■ **PASSAGE TO READ**:
= = = =

Balad Bank
- Native name: مصرف البلد
- Company type: Public
- Industry: Financial services
- Founded: 1983
- Headquarters: Khartoum, Sudan
- Services: Banking
- Website: baladbank.net

= Balad Bank =

The Balad Bank (Arabic: مصرف البلد), founded in 1983 as Al Shamal Islamic Bank, is one of the major financial institutions of Sudan, and one of the leading Islamic banks worldwide. The bank changed its brand to Balad Bank August 3, 2018.

In 2019 the bank has changed its name to "Balad Bank".
== Shareholders ==
According to public records, among the investors in the Al Shamal Islamic Bank include a Geneva-based financial services conglomerate headed by Mohammed al Faisal, son of the late King Faisal.

= = = =

■ **TASKS TO PERFORM**:
**1.** Answer these questions from the Balad Bank article.
(a) Under what name was the bank founded in 1983?
(b) In which city is the bank headquartered?
(c) Who heads the Geneva-based financial services conglomerate listed among the bank's investors?
**2.** Write the next part of the Balad Bank article, picking up after its final sentence.

= = = =

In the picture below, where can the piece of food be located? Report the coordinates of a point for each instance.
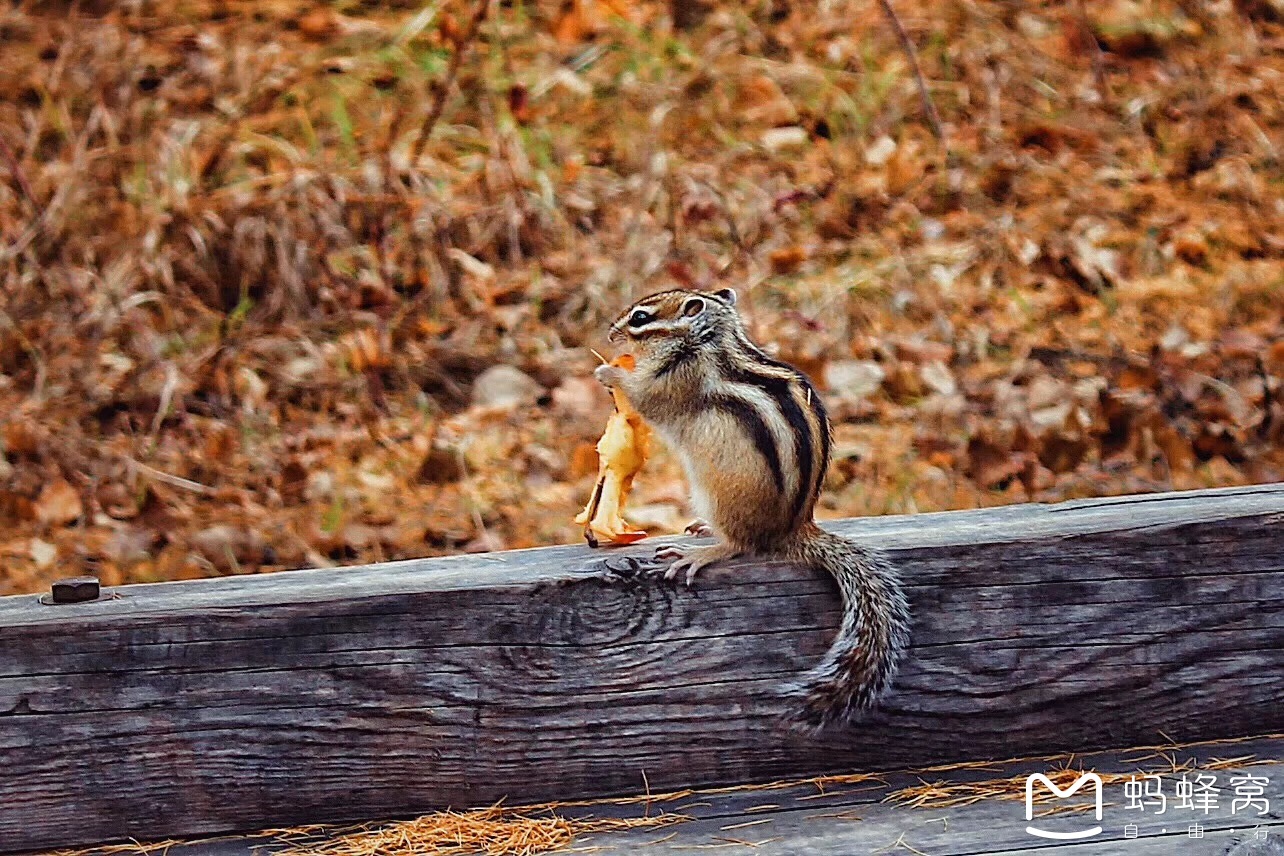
(620, 454)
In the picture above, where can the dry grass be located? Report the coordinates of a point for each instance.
(524, 830)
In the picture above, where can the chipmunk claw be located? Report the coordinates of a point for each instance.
(692, 560)
(700, 529)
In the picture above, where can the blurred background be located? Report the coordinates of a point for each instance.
(298, 284)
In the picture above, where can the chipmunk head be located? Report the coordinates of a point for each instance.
(677, 318)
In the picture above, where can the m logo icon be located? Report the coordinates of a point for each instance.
(1061, 793)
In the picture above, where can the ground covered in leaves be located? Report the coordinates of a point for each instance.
(293, 284)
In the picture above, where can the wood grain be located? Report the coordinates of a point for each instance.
(373, 692)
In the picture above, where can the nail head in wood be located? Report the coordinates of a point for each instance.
(77, 589)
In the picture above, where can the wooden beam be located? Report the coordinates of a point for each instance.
(184, 709)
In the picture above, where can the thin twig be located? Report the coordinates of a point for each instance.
(166, 478)
(908, 46)
(461, 46)
(19, 177)
(1098, 59)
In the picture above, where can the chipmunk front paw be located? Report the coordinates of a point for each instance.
(609, 376)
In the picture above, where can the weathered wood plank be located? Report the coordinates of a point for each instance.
(383, 691)
(841, 819)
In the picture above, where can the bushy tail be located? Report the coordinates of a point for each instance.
(862, 661)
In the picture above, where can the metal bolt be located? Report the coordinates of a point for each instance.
(78, 589)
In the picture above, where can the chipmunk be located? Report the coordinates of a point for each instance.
(754, 440)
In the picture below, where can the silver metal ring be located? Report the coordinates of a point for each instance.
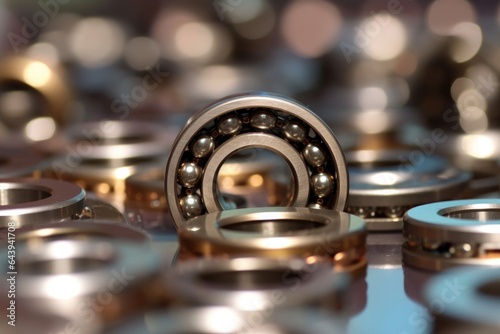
(35, 201)
(250, 284)
(264, 114)
(76, 230)
(446, 234)
(317, 235)
(225, 320)
(474, 301)
(61, 276)
(384, 184)
(17, 162)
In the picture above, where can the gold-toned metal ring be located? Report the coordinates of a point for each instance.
(316, 235)
(251, 283)
(60, 277)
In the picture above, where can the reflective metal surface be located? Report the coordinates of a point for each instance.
(384, 184)
(254, 120)
(317, 235)
(445, 234)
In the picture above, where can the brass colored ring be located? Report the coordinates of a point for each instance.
(316, 235)
(60, 277)
(250, 284)
(453, 233)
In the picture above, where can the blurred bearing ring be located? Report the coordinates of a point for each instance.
(446, 234)
(61, 276)
(251, 283)
(384, 184)
(317, 235)
(36, 201)
(225, 320)
(258, 120)
(77, 230)
(475, 304)
(20, 162)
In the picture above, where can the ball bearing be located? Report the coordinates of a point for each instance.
(447, 234)
(263, 121)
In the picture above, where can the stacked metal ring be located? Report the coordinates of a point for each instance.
(465, 301)
(101, 155)
(93, 279)
(259, 120)
(25, 202)
(224, 320)
(384, 184)
(335, 237)
(446, 234)
(257, 284)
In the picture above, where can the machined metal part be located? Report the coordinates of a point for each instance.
(225, 320)
(465, 300)
(259, 120)
(76, 230)
(447, 234)
(316, 235)
(384, 184)
(27, 201)
(253, 283)
(109, 280)
(17, 162)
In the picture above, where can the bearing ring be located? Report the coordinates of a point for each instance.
(258, 120)
(61, 277)
(15, 162)
(36, 201)
(77, 230)
(317, 235)
(475, 301)
(384, 184)
(224, 320)
(447, 234)
(251, 284)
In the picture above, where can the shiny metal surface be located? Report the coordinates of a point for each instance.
(224, 320)
(317, 235)
(445, 234)
(17, 162)
(471, 299)
(384, 184)
(214, 128)
(77, 230)
(257, 284)
(36, 201)
(105, 280)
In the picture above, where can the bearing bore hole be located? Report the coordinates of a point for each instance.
(259, 279)
(20, 196)
(260, 176)
(482, 215)
(271, 228)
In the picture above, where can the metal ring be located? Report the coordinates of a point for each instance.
(77, 230)
(318, 235)
(261, 113)
(261, 140)
(16, 162)
(225, 320)
(475, 301)
(61, 276)
(36, 201)
(250, 284)
(446, 234)
(384, 184)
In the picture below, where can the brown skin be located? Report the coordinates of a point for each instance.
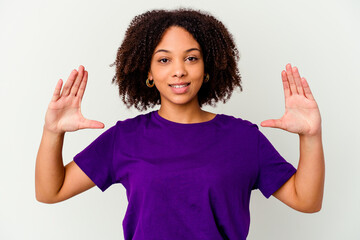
(55, 183)
(172, 62)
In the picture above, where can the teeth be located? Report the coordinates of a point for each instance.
(179, 86)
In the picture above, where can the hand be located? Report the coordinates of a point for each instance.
(64, 111)
(302, 114)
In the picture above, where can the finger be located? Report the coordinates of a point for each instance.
(56, 94)
(285, 84)
(69, 83)
(307, 90)
(297, 79)
(91, 124)
(291, 79)
(75, 87)
(274, 123)
(82, 87)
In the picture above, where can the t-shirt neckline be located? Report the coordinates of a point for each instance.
(176, 124)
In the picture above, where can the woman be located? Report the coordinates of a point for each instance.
(188, 172)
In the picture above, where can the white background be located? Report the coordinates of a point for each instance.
(42, 41)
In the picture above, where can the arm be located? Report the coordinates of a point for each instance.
(304, 190)
(53, 181)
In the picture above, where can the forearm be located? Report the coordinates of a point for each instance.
(310, 175)
(49, 169)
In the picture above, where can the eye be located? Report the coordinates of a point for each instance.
(164, 60)
(192, 59)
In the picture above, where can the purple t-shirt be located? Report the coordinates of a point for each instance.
(185, 181)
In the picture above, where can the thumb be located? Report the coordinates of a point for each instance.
(274, 123)
(91, 124)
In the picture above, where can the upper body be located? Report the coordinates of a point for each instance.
(190, 58)
(192, 181)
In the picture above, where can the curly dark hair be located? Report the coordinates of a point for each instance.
(144, 34)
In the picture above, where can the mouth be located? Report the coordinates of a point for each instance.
(179, 85)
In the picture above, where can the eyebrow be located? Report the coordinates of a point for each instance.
(167, 51)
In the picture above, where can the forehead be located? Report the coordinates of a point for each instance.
(177, 38)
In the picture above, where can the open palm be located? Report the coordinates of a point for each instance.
(64, 110)
(302, 114)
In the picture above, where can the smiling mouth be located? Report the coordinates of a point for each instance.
(179, 86)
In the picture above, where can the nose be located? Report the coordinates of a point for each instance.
(179, 69)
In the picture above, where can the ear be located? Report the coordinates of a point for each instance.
(150, 76)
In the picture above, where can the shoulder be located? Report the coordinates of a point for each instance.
(238, 122)
(131, 124)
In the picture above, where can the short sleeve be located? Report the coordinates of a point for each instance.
(274, 170)
(96, 160)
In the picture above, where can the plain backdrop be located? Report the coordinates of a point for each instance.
(42, 41)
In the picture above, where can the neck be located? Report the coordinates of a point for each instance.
(183, 113)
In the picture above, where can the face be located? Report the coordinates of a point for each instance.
(177, 67)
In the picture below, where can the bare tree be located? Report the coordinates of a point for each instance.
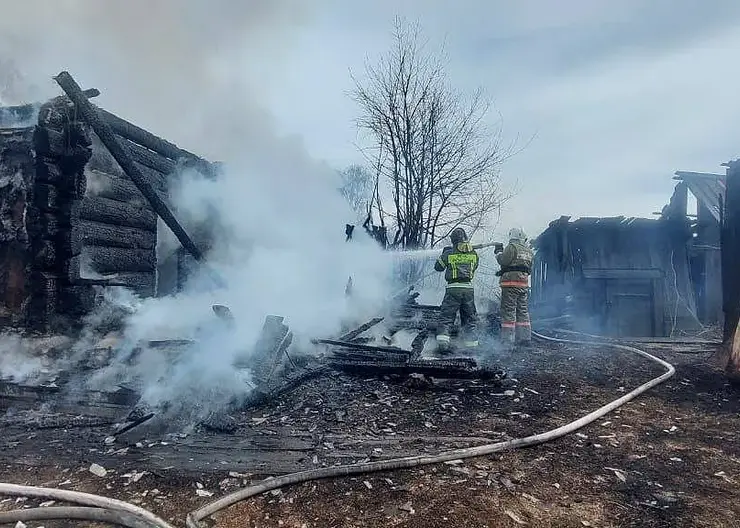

= = = =

■ **RESPONSES TO THE EXERCISE**:
**1.**
(a) Al Shamal Islamic Bank
(b) Khartoum, Sudan
(c) Mohammed al Faisal, son of the late King Faisal

**2.**
The bank itself that among its five "main founders" and principal shareholders is another Khartoum bank, the Faisal Islamic Bank of Sudan. According to public records, 19 percent of the Faisal Islamic Bank is owned by the Dar Al-Maal Al-Islami Trust, or simply DMI Trust, also headed by Prince Faisal. The $3.5 billion DMI Trust, whose slogan is "Allah is the purveyor of success," was founded in 1981 to foster the spread of Islamic banking across the Muslim world. Its 12-member board of directors includes Haydar Mohamed Bin Laden, a half-brother of Osama bin Laden, according to a DMI spokesman.

Other shareholders include:
- Adel Batterjee, also chairman as recently as 2002.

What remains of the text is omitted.